## What is needed
Starting at the beginning of the records and going through the line with "[341,112,472,316]", write those lines out again with "bird" switched to "quail" and nothing else altered.
┌──
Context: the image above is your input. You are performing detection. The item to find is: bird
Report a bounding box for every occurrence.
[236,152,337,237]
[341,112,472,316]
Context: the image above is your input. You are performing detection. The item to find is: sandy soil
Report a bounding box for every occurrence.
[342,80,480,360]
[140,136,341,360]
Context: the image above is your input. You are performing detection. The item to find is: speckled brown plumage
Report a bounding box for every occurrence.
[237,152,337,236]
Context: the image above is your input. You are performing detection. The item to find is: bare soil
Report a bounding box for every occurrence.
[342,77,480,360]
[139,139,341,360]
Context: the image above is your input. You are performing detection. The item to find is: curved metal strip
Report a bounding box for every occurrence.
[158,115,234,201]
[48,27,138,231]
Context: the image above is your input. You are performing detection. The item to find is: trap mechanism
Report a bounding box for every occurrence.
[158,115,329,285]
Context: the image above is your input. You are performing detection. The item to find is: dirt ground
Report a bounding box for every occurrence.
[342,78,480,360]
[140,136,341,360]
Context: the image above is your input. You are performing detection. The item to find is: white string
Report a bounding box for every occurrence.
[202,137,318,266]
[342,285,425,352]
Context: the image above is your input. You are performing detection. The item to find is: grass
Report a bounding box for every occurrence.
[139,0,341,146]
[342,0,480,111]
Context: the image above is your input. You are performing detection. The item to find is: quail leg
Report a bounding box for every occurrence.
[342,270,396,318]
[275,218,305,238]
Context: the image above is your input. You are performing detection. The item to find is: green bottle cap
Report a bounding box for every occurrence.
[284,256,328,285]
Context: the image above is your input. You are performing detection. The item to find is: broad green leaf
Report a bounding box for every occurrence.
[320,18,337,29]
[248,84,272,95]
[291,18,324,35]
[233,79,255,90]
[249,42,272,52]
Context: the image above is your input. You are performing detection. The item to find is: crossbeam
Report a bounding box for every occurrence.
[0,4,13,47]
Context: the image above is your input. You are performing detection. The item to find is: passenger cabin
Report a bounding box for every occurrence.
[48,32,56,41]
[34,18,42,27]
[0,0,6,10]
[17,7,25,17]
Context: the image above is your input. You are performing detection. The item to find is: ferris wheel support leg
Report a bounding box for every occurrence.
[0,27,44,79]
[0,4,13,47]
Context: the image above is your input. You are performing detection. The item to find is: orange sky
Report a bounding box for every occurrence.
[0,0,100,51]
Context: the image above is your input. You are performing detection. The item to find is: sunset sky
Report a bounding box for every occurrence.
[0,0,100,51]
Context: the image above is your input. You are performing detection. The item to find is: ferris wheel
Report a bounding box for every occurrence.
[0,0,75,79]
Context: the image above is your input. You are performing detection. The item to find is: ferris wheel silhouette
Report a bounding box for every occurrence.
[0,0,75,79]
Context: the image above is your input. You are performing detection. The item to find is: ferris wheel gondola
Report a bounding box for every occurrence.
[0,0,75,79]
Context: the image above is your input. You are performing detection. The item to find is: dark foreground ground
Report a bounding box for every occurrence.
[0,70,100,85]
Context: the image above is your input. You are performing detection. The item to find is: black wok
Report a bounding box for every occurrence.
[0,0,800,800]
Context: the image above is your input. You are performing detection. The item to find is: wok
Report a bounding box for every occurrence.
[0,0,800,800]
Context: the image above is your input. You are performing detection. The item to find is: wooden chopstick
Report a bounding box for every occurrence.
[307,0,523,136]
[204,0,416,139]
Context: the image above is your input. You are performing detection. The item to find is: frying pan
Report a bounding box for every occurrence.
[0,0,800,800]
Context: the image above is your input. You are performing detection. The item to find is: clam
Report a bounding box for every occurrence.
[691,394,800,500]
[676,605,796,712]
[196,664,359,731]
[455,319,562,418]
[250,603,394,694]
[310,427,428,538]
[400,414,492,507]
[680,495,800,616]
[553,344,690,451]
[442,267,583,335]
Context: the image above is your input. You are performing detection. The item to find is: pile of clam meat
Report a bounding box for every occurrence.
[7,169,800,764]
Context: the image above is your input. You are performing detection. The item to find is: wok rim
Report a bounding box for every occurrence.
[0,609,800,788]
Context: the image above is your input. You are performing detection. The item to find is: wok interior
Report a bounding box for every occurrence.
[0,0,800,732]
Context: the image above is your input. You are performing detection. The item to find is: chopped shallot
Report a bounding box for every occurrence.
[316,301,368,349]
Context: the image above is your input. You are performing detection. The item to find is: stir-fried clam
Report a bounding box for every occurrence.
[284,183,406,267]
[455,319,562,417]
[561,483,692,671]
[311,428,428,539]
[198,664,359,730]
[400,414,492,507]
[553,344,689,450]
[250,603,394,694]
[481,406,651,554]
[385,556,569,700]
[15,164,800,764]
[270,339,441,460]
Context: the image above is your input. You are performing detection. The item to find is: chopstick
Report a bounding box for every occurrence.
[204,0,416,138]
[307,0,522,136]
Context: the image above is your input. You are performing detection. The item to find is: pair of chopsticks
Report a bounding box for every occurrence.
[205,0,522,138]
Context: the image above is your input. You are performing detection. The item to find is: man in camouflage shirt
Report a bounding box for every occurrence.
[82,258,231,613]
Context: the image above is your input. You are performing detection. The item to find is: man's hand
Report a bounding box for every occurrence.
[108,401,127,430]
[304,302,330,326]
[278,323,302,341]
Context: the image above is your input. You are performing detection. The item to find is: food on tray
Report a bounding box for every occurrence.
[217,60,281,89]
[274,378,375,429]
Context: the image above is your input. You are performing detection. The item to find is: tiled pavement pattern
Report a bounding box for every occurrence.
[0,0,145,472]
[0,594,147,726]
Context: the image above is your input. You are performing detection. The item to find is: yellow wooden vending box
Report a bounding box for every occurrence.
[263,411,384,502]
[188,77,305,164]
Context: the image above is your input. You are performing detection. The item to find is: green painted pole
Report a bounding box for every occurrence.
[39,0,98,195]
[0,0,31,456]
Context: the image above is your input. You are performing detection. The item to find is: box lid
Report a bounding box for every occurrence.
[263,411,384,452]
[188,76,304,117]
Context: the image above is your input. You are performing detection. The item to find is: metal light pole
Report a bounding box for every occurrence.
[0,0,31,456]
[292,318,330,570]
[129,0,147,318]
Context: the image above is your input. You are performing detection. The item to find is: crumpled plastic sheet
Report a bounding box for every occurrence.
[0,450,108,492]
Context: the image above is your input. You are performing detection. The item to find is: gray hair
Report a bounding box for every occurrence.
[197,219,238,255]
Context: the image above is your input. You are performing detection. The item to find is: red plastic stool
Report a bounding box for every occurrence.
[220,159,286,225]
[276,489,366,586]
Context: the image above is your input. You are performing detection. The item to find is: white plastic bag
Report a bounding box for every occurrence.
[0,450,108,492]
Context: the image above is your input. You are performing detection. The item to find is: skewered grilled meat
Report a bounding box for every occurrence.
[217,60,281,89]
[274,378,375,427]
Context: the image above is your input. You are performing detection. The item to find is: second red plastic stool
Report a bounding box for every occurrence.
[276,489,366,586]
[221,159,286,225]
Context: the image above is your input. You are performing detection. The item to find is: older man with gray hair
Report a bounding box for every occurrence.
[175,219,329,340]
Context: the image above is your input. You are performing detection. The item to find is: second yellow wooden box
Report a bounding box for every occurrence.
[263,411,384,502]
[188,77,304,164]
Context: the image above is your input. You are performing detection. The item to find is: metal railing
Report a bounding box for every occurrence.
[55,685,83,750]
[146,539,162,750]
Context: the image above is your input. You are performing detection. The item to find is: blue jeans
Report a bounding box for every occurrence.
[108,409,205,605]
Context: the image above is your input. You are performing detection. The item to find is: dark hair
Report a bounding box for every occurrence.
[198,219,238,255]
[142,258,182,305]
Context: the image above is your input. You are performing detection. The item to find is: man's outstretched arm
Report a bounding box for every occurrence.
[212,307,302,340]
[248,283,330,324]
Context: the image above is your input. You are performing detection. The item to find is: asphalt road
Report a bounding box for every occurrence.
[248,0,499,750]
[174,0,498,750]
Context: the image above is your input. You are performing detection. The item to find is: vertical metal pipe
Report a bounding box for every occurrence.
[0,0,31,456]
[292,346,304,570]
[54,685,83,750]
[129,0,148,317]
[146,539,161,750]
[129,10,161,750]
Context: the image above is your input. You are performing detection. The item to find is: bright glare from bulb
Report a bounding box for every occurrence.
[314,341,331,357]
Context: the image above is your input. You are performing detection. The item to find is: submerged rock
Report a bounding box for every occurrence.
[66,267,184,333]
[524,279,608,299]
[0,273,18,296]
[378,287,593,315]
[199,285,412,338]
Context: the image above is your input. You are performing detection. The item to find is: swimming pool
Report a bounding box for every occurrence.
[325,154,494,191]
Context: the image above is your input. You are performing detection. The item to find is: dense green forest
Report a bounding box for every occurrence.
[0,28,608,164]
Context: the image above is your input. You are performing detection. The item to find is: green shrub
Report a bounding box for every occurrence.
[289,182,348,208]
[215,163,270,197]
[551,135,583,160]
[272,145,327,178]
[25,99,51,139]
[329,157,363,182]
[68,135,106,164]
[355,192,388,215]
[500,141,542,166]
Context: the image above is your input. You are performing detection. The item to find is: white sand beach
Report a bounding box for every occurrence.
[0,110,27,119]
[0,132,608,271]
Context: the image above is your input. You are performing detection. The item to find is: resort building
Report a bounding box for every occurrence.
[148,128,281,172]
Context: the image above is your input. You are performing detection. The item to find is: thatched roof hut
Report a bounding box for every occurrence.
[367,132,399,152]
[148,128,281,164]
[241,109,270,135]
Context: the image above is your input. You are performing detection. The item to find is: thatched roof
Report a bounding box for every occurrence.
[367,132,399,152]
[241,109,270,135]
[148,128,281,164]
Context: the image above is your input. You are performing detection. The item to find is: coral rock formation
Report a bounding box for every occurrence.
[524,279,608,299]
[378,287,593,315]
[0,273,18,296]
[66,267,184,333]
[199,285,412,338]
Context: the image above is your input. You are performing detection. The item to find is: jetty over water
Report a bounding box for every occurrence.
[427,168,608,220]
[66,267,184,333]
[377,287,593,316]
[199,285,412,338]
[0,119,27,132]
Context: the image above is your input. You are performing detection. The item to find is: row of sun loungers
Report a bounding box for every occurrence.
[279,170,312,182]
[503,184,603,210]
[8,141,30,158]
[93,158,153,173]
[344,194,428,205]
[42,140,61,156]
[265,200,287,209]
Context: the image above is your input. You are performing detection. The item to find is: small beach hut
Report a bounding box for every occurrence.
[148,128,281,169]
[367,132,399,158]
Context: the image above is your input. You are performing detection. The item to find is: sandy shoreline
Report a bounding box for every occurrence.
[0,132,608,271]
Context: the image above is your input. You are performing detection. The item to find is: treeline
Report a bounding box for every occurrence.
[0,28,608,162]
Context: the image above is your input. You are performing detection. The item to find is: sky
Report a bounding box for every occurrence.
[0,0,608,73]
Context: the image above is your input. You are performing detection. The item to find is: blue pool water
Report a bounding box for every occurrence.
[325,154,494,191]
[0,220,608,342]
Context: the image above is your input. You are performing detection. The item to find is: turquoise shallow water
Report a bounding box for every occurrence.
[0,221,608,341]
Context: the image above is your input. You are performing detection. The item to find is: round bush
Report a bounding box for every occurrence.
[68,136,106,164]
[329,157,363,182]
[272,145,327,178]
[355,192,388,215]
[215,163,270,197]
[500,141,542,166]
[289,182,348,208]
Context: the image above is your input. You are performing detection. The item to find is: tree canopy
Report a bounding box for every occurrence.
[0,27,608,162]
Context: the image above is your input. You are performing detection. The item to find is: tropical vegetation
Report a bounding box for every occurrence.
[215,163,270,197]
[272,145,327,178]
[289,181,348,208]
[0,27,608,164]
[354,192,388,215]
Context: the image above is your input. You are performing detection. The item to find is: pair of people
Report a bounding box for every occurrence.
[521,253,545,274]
└──
## Output of the exercise
Context: the image above is your input. You are performing detection. The item to find is: quail
Report a bounding box for every occurrence.
[236,152,337,237]
[341,112,472,316]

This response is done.